Document passage —
((
A friend of mine started using garden netting just laid on the ground in a long pile around her pens. Snakes would get caught in it and were stopped before getting her. Her issue was rattle snakes, not just chicken or black snakes. That won't work if the birds free range though because they would get caught in it.


----------



## hildar (Oct 3, 2013)

Yeah in the old days they would use moth balls, but I have heard that moth balls are not what we should be using around chickens. However with me I place it around the outside of the fence rather then the inside. However the snakes around here still get in by coming through neighbors trees.


----------



## nj2wv (Aug 27, 2013)

I remember seeing somewhere that if you put golf balls in the nest that a snake may think it's an egg and eat it. Since it can't digest a golf ball then it will die. I don't know if it works. I use golf balls so the chickens know where to lay.


----------



## back2simplelife (Jul 6, 2013)

What kind of snake was it? A golf ball does work but the damage can already be done to your flock. Most of the time, even if they eat an egg.. they stay in the coop for quite awhile. Really, doing what we call "snake checks" (searching our 5 acres for them 2x a day) And even then.. they can still sneak in. Hardware cloth is the only thing that can truly keep them from your coop.. and that is only if your run is made from it as well. Keeping their other food sources down can help, cats are said to help.. think it's the whole mouse thing although I have seen them kill them! However, we have about 50 cats in our area and we still get them. keeping your surrounding grass and weeds down. Make sure there are no boards, leaves, or any other places for them to hide. If you have rat aka chicken snakes, they can climb at least a 2 story building so make sure there is hardware cloth on top windows and vents in your coop. We try our best to "manage" the snakes during daylight hours. I do a complete check of the coop before locking them up at night. My coop is critter proof.. unless hubby goes out to check the chicks for their first night outside, opens the door and one crawls in.. we got lucky and he saw it and didn't get bit! Oh and go everywhere with at least a shovel or gun so you aren't stuck yelling for help, afraid to leave it or it would be lost in the coop! Yep, rough one last night for sure!
In all honesty, we had more copperheads yesterday than we did in 6 months combined! I honestly think they are like scorpions and came out with the moon. (fingers crossed anyway!) I hope they go back where they came from for both of our sake! Good luck!


----------



## colbybednar (Jul 26, 2014)

If u go to your local fedd store they should have glass eggs. The snake will eat the egg and it will bust inside it and the glass will kill it


----------



## pearnist (Apr 7, 2014)

I use golf balls as well but the snake I guess got lucky and picked an actual egg. I also use easter eggs.


----------
))
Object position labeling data
((
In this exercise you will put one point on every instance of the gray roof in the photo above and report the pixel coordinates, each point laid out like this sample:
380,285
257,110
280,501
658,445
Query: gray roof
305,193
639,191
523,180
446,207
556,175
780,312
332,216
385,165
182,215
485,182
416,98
))
Requirements —
Answer these from the snake thread:
(a) What did the friend start laying on the ground around her pens?
(b) Where does hildar place moth balls?
(c) According to back2simplelife, how high can rat snakes climb?
The data is not needed here.

Task response —
(a) Garden netting, in a long pile.
(b) Around the outside of the fence rather than the inside.
(c) At least a 2-story building.